───── Data for review ─────

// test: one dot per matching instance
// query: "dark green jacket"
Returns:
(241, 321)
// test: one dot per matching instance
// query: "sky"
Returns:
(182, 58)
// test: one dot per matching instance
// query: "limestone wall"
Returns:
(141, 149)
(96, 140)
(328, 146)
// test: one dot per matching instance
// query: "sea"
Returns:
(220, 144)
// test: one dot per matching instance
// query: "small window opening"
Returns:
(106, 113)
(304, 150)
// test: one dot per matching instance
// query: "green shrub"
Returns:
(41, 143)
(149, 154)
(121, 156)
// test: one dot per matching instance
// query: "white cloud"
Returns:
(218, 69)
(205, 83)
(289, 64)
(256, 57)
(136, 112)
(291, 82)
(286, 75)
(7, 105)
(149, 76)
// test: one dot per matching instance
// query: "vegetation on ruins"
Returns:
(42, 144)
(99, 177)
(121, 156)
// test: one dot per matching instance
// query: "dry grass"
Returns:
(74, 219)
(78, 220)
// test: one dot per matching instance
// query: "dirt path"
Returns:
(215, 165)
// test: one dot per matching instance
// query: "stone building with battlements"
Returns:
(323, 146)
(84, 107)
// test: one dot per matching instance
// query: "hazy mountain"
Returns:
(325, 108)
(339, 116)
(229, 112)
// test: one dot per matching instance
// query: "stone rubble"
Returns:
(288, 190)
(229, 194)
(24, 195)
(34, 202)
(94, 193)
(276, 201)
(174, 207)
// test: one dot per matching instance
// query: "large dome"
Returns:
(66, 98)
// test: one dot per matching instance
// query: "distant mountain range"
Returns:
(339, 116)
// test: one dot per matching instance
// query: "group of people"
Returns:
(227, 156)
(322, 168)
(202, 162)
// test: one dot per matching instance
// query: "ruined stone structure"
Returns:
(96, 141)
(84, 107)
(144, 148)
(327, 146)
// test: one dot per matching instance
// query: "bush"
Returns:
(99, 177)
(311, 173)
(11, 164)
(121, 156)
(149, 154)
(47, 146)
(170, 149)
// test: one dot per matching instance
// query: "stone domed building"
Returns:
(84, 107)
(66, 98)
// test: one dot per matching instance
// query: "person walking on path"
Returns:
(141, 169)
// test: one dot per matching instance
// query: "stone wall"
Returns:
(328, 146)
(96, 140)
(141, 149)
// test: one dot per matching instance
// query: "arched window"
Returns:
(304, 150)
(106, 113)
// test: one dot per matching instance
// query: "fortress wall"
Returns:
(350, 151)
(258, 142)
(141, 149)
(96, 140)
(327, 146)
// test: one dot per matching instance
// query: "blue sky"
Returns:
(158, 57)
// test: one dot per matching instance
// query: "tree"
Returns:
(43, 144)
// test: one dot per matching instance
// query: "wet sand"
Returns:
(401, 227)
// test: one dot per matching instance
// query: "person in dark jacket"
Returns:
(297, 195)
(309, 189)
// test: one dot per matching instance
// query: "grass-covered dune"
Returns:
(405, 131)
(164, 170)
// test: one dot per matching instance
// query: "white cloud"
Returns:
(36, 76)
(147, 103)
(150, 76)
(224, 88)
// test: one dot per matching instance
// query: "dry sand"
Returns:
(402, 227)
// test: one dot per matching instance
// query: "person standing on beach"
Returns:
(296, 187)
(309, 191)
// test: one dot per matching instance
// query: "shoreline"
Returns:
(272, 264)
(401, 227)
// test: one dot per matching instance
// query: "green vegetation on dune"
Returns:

─────

Which lines of the data include the word "dark"? Copy each one.

Reply to the task:
// query: "dark green jacket"
// query: "person in dark jacket"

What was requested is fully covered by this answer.